>> Begin Page text

In London in 1813, a Swiss father, William Robinson, wishes to escape the influence of the superficial profligacy of London on his family. His eldest son, Fritz, is obsessed with Napoleon, whom he considers his hero. His middle son, Jack, is a foolish dandy who cares only about fashion and money. And his dreamy son Ernest is preoccupied with reading and writing to the exclusion of all else.
William Robinson sells his business and house, in order to move with his wife and four sons to Australia. They set out on a brig bound for the faraway country. Following a long voyage, the family is shipwrecked on a remote deserted island after the captain and crew are washed overboard during a storm.
The family members collaborate to create a home for themselves in the alien jungle environment. They gradually learn to use the unfamiliar plants and animals to create what they need to live and thrive. They have many adventures and challenges and make many discoveries. The mother, however, misses her elegant home and community in England, and wishes to somehow be rescued and return. The father slowly convinces her that living in the natural environment is better for the family and that they are meant to be there. In the end, Fritz and Jack board a ship home while the rest of the family stay on the island.
When it stays with the book, which was adventure plus instruction, the film is considerably better. The storm sequences—there are three of them—are properly noisy, drenching and spectacular. The salvage trips to the reef-bound brig, the lessons in candlemaking and ostrich-taking, the recipe for Mrs. Robinson's fish stew, some of the family's minor naturalistic adventures are amusingly, and often excitingly, depicted. They and the uniformly competent performance of the cast make it a moderately entertaining, if rather somnolently paced, story-book film.[7]
Variety called it "a good adventure yarn" but suggested that the tropical storm sequences went on too long, and that Edna Best's hairdo seemed "always too perfect" for a believable castaway.[8]Film Daily called it "an appealing picture for the family trade" and "a genuine accomplishment."[9]Harrison's Reports wrote, "Pretty good entertainment ... adapted with imagination and produced with skill."[10]John Mosher of The New Yorker wrote a mixed review, criticizing the change of the character of the mother from resourceful in the book to "fretful" and "discontented" in the film, a mood that "pervades the story and saps the vigor of the adventure element." However, Mosher thought that "Some pleasant domestic animals and a pet or two add variety", and he found the tropical storm "satisfactory."[11]
Leonard Maltin calls the 93-minute version an "Excellent adaptation of [the] Johann Wyss book", and writes that it "boasts impressive special effects, strong performances, and much darker elements than the Disney film Swiss Family Robinson".[12]
The film is one of Oscar-winning film director James Ivory's favorite movies. Ivory is quoted as saying that he liked the idea of the Robinsons transforming their deserted island with their London furnishings salvaged from their shipwreck, saying, "Swiss Family Robinson … appealed to my boyhood taste for disasters."[13]
Legacy and home media
Johann David Wyss's 1812 novel The Swiss Family Robinson was adapted again for film in 1960 by Walt Disney. Associate producer Basil Keys stated in a December 1960 Saturday Evening Post article that Walt Disney and producer Bill Anderson chose to make their version of the film after viewing the RKO version. According to a July 1959 Los Angeles Times article, director Ken Annakin used the RKO adaptation as "an example of what not to do", that is, avoiding the 1940 film's soundstage reproductions and focusing instead on location shooting and realistic art direction.[14]
Walt Disney is said to have bought the rights to the RKO film in an effort to suppress its re-release and avoid comparisons to his 1960 version.[15][16][17] Currently the Walt Disney Co. holds the rights to the RKO version, and 20 minutes of it was featured in the "Vault Disney" DVD release of their 1960 Swiss Family Robinson.

>> End Page text

**Objectives**
1 - In the article on the RKO Swiss Family Robinson film, which publication said Edna Best's hairdo seemed "always too perfect" for a believable castaway?
2 - List every publication whose review of the film is quoted in the article on the RKO Swiss Family Robinson film.
3 - Translate this sentence from the article on the RKO Swiss Family Robinson film into Spanish: "The family members collaborate to create a home for themselves in the alien jungle environment."
The material after the article on the RKO Swiss Family Robinson film is not needed.

>> Begin Data excerpts

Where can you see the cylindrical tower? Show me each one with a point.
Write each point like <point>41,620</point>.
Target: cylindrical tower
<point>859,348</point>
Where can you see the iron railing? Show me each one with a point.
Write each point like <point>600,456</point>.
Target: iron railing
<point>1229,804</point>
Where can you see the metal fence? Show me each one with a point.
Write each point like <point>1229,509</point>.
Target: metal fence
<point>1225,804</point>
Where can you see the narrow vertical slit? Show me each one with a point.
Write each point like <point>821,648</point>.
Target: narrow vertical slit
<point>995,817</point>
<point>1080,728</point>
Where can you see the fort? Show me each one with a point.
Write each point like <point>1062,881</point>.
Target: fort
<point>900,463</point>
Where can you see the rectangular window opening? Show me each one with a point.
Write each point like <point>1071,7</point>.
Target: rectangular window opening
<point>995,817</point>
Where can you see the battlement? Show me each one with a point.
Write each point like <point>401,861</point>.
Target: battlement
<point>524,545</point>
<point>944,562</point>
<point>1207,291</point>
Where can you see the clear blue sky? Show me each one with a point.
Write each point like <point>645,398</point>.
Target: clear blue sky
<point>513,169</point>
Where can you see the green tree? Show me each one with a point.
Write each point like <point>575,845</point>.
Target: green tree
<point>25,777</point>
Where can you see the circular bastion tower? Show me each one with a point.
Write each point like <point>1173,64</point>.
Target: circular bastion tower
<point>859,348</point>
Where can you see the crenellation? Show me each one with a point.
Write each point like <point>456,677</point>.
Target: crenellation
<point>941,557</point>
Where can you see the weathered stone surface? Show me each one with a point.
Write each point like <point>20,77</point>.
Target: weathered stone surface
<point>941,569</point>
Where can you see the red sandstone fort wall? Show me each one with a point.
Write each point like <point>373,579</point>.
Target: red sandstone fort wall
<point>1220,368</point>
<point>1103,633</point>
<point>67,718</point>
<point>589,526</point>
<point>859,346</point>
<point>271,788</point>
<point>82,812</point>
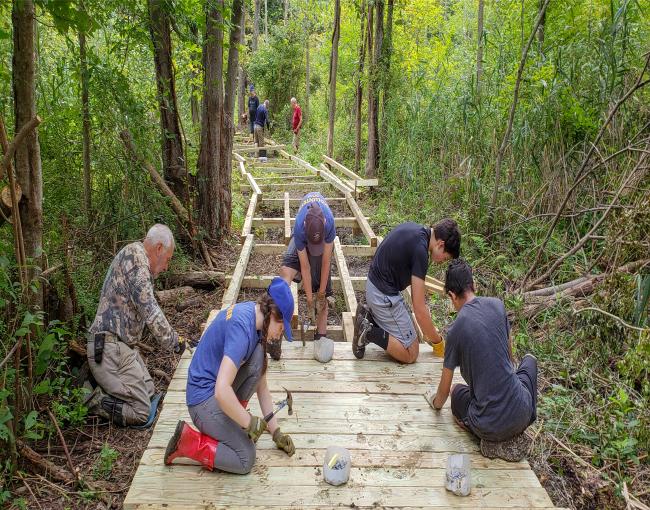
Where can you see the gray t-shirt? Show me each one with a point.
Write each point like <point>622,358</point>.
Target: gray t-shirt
<point>477,342</point>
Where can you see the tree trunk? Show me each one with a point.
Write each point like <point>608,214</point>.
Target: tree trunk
<point>479,49</point>
<point>85,122</point>
<point>256,23</point>
<point>28,154</point>
<point>334,58</point>
<point>305,114</point>
<point>372,158</point>
<point>228,126</point>
<point>171,140</point>
<point>211,120</point>
<point>358,98</point>
<point>387,54</point>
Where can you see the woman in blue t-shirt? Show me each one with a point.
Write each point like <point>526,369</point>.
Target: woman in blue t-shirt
<point>228,366</point>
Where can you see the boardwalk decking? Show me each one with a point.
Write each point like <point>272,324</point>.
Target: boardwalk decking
<point>374,407</point>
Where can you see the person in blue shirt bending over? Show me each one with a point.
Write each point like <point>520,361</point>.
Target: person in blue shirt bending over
<point>228,365</point>
<point>309,257</point>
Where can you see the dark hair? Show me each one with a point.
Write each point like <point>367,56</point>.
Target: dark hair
<point>268,308</point>
<point>447,230</point>
<point>458,278</point>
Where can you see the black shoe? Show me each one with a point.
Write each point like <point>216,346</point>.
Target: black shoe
<point>361,328</point>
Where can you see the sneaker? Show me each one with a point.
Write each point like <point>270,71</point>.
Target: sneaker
<point>362,327</point>
<point>511,450</point>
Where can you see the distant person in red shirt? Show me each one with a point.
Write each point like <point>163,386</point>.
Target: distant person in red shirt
<point>297,123</point>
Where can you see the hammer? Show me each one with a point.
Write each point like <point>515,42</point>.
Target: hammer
<point>282,403</point>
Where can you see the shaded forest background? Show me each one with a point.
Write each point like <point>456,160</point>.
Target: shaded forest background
<point>527,121</point>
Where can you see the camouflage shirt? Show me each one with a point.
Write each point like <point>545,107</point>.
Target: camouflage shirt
<point>127,301</point>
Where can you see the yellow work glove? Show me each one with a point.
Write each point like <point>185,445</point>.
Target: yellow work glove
<point>255,428</point>
<point>284,442</point>
<point>439,349</point>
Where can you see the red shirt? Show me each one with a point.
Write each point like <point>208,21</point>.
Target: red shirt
<point>297,115</point>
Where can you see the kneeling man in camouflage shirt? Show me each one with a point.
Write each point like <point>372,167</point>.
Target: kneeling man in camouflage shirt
<point>126,305</point>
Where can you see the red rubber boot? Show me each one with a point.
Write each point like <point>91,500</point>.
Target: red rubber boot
<point>190,443</point>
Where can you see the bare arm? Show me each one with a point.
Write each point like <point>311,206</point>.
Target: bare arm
<point>225,395</point>
<point>305,271</point>
<point>443,388</point>
<point>266,402</point>
<point>422,314</point>
<point>325,266</point>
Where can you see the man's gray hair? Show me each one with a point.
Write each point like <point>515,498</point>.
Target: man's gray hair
<point>160,233</point>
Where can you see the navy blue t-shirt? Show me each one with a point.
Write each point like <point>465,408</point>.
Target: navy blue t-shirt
<point>477,342</point>
<point>232,333</point>
<point>299,234</point>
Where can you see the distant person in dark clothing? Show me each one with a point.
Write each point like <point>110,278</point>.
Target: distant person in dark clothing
<point>402,259</point>
<point>261,121</point>
<point>499,402</point>
<point>253,103</point>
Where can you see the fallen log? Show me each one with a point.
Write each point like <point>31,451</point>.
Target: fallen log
<point>169,296</point>
<point>200,279</point>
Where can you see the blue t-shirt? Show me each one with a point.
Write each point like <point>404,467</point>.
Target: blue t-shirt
<point>232,333</point>
<point>299,235</point>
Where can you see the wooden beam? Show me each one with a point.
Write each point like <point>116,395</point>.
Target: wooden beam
<point>344,221</point>
<point>349,250</point>
<point>361,219</point>
<point>344,275</point>
<point>230,296</point>
<point>247,150</point>
<point>287,218</point>
<point>253,184</point>
<point>248,222</point>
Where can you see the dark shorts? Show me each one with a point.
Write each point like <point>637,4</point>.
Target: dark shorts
<point>291,260</point>
<point>527,375</point>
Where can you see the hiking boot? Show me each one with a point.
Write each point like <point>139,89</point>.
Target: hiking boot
<point>512,450</point>
<point>362,327</point>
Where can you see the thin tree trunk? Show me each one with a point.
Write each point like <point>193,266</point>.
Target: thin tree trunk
<point>358,99</point>
<point>387,54</point>
<point>513,107</point>
<point>211,113</point>
<point>85,121</point>
<point>171,139</point>
<point>228,126</point>
<point>256,23</point>
<point>334,59</point>
<point>372,158</point>
<point>479,49</point>
<point>28,154</point>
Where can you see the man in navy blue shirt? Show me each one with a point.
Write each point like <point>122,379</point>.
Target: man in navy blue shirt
<point>261,121</point>
<point>309,256</point>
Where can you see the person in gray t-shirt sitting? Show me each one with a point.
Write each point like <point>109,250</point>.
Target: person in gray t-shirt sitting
<point>499,402</point>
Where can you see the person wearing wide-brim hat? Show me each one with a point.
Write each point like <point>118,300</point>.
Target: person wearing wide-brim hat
<point>228,366</point>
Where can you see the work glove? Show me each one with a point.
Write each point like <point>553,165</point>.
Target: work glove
<point>284,442</point>
<point>255,428</point>
<point>321,302</point>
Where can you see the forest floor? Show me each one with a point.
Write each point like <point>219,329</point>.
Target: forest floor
<point>111,454</point>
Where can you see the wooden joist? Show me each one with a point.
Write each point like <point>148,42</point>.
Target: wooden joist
<point>248,222</point>
<point>230,296</point>
<point>362,220</point>
<point>344,276</point>
<point>287,219</point>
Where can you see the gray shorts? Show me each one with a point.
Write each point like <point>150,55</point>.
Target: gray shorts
<point>291,260</point>
<point>392,314</point>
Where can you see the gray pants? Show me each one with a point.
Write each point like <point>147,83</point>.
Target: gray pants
<point>392,314</point>
<point>123,374</point>
<point>235,451</point>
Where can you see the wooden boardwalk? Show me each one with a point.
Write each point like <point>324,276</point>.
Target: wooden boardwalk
<point>374,407</point>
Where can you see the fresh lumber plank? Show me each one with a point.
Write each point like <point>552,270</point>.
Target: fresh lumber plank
<point>230,296</point>
<point>287,219</point>
<point>362,220</point>
<point>344,276</point>
<point>248,222</point>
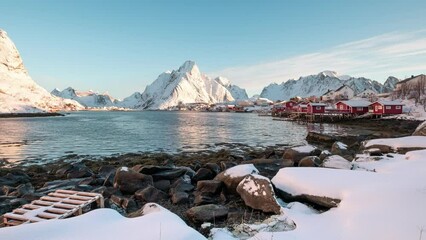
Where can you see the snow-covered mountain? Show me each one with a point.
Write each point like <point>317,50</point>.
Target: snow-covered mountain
<point>88,99</point>
<point>390,84</point>
<point>237,92</point>
<point>182,86</point>
<point>317,85</point>
<point>18,92</point>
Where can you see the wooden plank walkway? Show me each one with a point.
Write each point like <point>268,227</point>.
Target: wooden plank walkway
<point>57,205</point>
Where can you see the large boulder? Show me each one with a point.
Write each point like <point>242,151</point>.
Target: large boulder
<point>75,170</point>
<point>336,161</point>
<point>297,153</point>
<point>339,148</point>
<point>203,174</point>
<point>150,194</point>
<point>209,186</point>
<point>233,176</point>
<point>206,213</point>
<point>420,130</point>
<point>258,193</point>
<point>310,161</point>
<point>129,181</point>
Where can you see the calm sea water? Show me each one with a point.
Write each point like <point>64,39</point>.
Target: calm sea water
<point>36,140</point>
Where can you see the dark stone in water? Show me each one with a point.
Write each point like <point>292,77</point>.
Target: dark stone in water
<point>181,186</point>
<point>163,185</point>
<point>14,179</point>
<point>207,213</point>
<point>150,194</point>
<point>209,186</point>
<point>203,174</point>
<point>129,181</point>
<point>180,198</point>
<point>75,170</point>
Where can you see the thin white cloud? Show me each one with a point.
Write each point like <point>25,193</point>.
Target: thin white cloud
<point>398,54</point>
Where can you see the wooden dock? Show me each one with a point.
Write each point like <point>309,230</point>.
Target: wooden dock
<point>57,205</point>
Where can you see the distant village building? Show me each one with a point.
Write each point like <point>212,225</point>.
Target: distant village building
<point>328,96</point>
<point>356,107</point>
<point>263,102</point>
<point>411,83</point>
<point>386,107</point>
<point>367,93</point>
<point>302,107</point>
<point>344,93</point>
<point>316,108</point>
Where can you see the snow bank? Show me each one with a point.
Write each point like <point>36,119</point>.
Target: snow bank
<point>241,170</point>
<point>105,224</point>
<point>385,204</point>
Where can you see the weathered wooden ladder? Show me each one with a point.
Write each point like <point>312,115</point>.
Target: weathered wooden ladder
<point>57,205</point>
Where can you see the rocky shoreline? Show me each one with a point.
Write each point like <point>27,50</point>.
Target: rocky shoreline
<point>198,187</point>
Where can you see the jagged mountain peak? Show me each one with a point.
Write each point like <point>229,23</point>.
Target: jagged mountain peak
<point>223,81</point>
<point>317,85</point>
<point>185,85</point>
<point>18,92</point>
<point>10,59</point>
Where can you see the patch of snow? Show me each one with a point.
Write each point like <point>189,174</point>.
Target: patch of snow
<point>336,161</point>
<point>304,149</point>
<point>241,170</point>
<point>371,202</point>
<point>106,224</point>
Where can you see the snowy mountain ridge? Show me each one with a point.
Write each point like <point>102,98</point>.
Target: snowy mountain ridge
<point>317,85</point>
<point>18,92</point>
<point>183,86</point>
<point>89,98</point>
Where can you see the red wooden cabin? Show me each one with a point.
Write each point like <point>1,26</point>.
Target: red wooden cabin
<point>356,107</point>
<point>386,107</point>
<point>316,108</point>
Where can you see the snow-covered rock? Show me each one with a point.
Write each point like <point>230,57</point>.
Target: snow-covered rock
<point>317,85</point>
<point>88,99</point>
<point>337,162</point>
<point>370,200</point>
<point>258,193</point>
<point>238,93</point>
<point>233,176</point>
<point>18,92</point>
<point>182,86</point>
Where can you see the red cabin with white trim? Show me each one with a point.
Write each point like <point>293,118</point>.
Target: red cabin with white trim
<point>386,107</point>
<point>356,107</point>
<point>316,108</point>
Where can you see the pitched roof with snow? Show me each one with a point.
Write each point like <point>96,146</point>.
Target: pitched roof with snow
<point>342,88</point>
<point>317,104</point>
<point>390,103</point>
<point>356,103</point>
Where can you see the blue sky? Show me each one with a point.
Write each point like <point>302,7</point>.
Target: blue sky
<point>122,46</point>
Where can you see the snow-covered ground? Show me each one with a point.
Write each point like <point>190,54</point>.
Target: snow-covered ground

>> End Data excerpts

**Solutions to the tasks**
1 - Variety

2 - Variety, Film Daily, Harrison's Reports, The New Yorker

3 - Los miembros de la familia colaboran para crear un hogar para sí mismos en el extraño entorno de la selva.